SHORT TASK: Go through the records below and copy out each line that contains the word "foam".

ENTRIES SHOWN:
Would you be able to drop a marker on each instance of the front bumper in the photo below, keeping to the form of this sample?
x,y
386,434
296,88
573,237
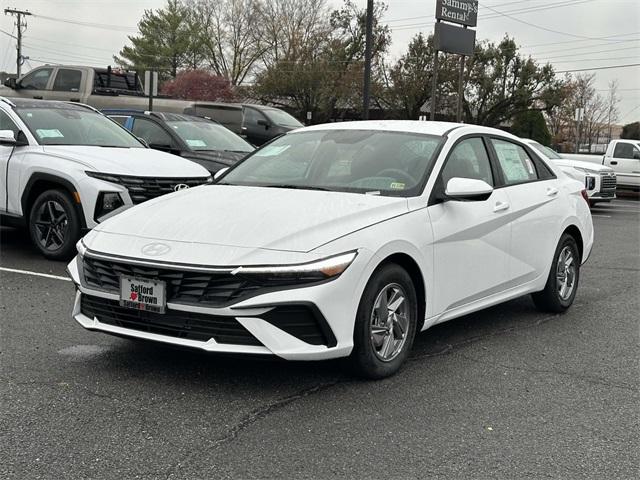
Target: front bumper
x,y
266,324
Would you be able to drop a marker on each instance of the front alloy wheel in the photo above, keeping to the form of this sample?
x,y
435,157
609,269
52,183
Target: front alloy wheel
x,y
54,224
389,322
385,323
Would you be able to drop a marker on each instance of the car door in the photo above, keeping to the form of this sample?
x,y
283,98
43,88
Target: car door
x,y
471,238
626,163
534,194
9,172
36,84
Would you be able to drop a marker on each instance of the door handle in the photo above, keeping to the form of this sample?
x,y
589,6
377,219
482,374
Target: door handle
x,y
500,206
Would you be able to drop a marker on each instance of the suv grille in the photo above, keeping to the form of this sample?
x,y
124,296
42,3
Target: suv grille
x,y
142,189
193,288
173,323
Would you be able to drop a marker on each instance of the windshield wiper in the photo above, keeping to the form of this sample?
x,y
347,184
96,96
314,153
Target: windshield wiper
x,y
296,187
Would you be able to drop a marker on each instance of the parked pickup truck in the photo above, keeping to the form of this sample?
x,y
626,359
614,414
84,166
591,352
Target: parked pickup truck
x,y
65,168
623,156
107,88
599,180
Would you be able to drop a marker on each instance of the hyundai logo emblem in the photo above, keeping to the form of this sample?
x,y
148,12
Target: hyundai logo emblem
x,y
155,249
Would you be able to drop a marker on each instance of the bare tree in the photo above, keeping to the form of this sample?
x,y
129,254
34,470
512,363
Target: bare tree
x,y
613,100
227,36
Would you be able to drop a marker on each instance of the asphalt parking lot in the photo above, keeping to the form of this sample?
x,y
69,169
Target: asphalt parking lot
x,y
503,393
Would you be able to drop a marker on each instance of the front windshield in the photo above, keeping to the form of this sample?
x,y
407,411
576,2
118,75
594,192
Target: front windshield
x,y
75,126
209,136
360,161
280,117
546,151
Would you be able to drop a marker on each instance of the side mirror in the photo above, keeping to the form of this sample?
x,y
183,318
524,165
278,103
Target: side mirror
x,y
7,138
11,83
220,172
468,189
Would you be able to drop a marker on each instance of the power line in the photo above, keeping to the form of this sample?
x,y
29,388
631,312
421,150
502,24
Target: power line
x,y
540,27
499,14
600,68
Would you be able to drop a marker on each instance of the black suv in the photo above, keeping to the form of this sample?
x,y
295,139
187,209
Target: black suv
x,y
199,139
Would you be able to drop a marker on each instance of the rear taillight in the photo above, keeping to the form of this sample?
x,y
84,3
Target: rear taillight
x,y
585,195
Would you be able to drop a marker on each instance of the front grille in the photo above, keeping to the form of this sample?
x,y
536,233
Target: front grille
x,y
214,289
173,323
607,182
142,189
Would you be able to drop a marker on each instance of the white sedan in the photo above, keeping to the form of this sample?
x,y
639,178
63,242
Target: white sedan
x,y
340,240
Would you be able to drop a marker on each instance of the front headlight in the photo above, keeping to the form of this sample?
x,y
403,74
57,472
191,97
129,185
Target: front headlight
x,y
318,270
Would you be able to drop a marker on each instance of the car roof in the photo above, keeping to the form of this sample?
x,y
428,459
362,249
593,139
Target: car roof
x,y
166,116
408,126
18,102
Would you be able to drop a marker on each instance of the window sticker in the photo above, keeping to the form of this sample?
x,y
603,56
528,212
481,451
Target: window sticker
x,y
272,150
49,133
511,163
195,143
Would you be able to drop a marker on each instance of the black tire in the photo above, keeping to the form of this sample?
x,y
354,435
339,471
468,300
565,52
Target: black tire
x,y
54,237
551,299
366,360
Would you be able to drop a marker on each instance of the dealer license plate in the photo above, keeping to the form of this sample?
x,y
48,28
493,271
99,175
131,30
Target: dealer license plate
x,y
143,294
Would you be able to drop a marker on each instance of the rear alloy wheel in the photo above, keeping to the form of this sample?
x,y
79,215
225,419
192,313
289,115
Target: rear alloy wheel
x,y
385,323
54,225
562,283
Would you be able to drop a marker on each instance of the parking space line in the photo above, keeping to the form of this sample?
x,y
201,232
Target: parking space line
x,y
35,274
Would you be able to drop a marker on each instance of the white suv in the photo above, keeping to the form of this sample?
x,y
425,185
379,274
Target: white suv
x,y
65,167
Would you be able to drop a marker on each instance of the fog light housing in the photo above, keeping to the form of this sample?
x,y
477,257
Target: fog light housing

* * *

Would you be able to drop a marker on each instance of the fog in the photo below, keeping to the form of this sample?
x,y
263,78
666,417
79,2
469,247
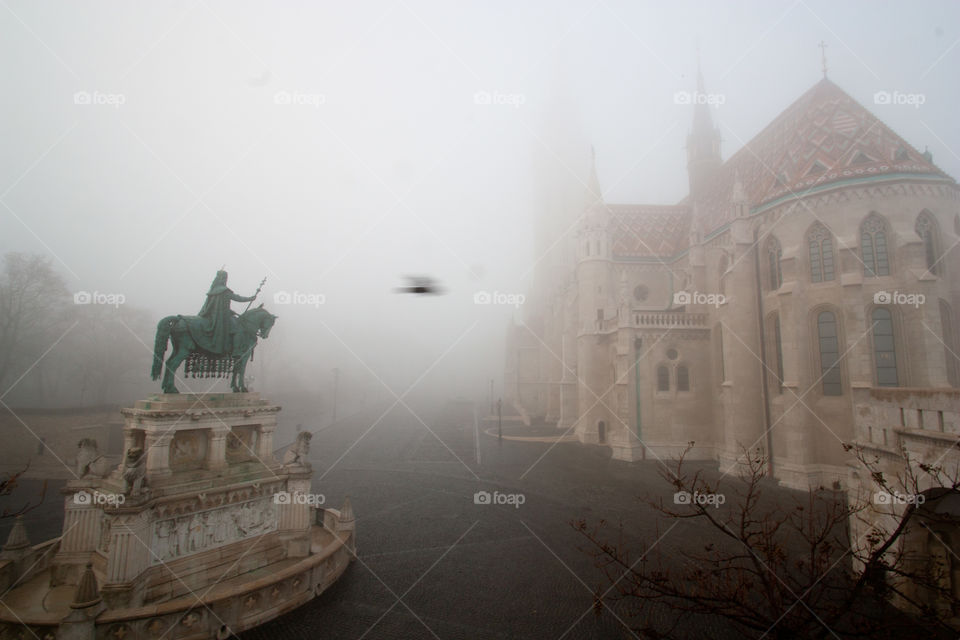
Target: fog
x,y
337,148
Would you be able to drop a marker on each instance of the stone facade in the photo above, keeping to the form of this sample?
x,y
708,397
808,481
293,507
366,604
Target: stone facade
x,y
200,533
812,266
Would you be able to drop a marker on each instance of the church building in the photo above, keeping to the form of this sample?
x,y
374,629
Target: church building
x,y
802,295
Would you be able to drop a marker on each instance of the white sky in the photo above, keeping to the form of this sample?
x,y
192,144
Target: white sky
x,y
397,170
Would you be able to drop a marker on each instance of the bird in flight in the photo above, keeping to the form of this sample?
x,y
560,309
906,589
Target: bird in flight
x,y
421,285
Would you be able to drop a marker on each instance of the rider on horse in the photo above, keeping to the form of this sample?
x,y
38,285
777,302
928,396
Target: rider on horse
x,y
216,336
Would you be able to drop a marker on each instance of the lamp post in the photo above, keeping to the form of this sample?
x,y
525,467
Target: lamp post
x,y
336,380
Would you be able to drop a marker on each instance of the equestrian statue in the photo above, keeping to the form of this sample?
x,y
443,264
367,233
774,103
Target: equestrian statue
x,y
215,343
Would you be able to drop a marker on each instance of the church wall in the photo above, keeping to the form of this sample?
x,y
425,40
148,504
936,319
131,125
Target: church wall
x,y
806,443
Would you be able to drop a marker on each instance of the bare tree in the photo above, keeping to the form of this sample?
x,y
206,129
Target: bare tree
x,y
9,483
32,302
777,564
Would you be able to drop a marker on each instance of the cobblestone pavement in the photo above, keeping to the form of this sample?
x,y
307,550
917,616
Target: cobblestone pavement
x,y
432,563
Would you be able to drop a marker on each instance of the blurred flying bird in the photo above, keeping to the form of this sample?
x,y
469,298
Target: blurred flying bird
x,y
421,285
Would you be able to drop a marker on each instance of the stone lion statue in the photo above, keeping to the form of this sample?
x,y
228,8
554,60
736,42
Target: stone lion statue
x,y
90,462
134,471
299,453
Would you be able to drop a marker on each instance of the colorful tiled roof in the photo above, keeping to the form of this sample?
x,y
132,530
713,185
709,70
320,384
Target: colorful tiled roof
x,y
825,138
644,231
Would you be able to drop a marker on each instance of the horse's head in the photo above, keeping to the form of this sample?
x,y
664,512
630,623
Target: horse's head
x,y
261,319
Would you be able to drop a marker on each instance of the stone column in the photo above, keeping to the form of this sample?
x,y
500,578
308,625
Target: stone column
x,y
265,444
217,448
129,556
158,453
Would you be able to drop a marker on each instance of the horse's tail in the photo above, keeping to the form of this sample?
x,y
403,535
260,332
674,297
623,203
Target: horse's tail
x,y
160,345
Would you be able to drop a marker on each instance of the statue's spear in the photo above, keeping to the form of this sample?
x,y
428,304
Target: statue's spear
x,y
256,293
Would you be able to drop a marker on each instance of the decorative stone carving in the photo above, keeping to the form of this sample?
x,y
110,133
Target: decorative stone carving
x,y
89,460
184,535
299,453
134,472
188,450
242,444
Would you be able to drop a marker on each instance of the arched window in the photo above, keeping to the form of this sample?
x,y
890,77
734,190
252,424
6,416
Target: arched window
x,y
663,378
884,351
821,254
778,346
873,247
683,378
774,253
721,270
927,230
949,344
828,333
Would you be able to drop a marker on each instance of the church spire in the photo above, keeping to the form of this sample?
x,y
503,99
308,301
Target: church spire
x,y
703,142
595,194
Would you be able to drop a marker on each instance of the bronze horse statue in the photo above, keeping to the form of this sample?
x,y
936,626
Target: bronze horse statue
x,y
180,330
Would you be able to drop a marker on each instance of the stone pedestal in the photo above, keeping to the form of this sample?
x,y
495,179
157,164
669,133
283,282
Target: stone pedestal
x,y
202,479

--

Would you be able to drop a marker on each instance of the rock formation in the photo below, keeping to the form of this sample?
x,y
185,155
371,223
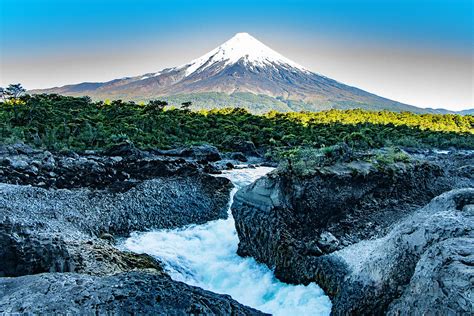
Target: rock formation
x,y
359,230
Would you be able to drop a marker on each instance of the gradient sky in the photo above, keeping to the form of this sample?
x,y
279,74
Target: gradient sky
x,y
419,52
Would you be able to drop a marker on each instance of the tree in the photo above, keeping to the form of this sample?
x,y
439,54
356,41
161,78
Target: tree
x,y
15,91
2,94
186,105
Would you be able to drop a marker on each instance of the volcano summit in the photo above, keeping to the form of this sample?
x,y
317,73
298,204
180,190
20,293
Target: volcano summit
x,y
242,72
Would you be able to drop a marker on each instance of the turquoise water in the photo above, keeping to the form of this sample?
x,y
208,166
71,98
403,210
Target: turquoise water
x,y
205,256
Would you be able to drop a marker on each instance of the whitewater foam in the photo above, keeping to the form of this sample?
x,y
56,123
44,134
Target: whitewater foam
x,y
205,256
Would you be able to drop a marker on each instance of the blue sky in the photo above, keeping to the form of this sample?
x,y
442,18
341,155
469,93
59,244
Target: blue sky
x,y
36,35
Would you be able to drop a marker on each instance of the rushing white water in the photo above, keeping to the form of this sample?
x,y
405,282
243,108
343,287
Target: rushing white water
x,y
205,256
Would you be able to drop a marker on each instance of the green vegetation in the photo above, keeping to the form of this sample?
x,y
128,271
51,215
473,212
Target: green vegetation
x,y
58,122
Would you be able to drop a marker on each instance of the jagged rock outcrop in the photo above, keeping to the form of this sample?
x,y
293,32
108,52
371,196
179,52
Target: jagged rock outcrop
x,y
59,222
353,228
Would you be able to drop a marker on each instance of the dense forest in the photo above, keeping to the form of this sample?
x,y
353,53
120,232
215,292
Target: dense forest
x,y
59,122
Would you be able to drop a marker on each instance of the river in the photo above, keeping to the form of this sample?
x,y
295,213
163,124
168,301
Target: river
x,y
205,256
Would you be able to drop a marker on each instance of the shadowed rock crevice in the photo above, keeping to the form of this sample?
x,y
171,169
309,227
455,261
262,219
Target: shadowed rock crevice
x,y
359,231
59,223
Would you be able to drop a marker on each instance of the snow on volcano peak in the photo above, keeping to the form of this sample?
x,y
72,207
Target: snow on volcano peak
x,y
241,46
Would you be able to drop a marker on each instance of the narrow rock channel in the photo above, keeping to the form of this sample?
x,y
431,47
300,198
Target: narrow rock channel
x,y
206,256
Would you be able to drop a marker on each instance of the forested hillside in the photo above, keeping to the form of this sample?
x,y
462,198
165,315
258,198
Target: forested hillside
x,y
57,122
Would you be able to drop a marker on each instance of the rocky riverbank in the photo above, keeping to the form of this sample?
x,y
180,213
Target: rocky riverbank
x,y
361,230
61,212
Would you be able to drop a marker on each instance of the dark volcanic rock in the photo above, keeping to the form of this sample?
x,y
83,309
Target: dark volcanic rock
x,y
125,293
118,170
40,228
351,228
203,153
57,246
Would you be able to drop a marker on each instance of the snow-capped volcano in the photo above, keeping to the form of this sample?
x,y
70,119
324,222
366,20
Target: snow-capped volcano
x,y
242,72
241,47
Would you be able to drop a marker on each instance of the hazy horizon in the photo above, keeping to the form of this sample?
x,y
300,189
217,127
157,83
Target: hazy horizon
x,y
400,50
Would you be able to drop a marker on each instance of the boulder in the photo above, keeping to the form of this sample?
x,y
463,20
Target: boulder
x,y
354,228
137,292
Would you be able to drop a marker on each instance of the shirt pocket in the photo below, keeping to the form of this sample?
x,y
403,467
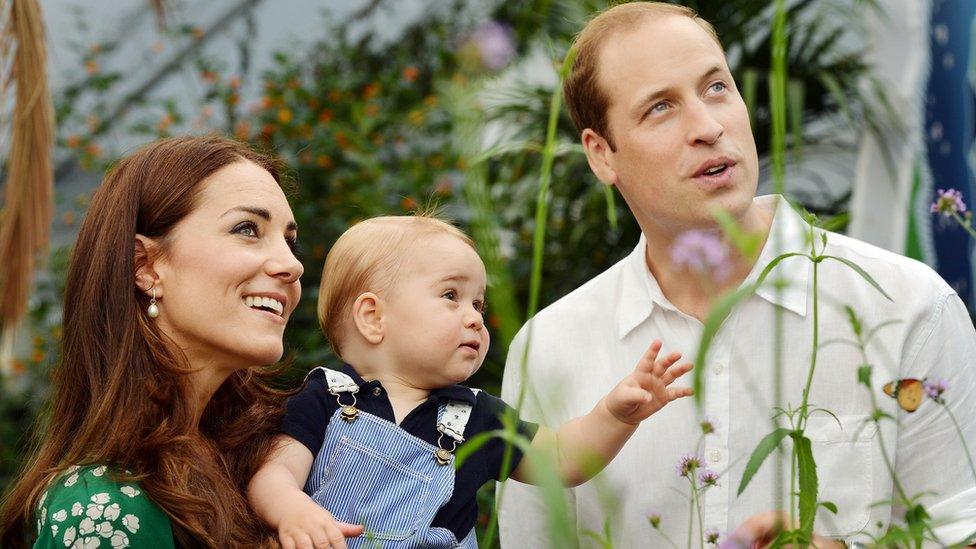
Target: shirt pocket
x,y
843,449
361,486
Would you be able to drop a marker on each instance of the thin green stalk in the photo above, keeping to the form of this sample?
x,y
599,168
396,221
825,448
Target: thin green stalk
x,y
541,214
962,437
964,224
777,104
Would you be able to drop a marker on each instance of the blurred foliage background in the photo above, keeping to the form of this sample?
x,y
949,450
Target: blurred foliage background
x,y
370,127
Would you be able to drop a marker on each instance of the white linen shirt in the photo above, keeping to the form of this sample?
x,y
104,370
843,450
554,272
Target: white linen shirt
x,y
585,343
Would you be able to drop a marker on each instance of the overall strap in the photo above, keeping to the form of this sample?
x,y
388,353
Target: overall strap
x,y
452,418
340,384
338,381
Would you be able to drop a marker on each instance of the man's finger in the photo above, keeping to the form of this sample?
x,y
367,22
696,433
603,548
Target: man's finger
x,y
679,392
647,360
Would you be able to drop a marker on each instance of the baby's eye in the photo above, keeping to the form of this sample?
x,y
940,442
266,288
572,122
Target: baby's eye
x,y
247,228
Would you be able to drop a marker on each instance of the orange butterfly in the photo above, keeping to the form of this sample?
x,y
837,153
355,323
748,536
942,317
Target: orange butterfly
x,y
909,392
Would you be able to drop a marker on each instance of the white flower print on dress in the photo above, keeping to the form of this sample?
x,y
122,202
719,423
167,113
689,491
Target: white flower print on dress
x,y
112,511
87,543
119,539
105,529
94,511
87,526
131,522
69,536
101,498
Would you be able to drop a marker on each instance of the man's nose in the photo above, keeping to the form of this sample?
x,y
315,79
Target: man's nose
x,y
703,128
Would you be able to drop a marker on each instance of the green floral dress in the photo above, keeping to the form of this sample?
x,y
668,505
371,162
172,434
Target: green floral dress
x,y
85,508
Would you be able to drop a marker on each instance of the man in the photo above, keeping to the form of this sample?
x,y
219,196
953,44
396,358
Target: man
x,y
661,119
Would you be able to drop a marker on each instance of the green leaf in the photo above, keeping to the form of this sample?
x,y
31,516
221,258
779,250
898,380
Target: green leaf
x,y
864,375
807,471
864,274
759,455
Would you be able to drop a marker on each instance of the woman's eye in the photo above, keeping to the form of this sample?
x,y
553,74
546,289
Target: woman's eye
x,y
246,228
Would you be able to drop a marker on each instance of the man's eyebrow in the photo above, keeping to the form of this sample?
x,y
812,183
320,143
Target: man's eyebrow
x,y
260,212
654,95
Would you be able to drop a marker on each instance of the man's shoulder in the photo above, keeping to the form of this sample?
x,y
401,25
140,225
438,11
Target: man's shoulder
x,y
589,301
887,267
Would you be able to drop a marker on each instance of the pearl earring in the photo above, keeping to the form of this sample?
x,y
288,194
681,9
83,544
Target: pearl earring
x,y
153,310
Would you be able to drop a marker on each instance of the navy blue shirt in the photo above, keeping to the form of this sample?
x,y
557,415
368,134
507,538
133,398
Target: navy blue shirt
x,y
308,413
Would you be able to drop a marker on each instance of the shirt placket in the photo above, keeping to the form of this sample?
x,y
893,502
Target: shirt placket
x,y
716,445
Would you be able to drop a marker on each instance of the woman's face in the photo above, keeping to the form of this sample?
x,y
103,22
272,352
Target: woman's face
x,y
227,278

EXERCISE RESPONSE:
Would you be able to drop a marker on each instance of the whitewater foam in the photo above, keeping to the form of this sample?
Target: whitewater foam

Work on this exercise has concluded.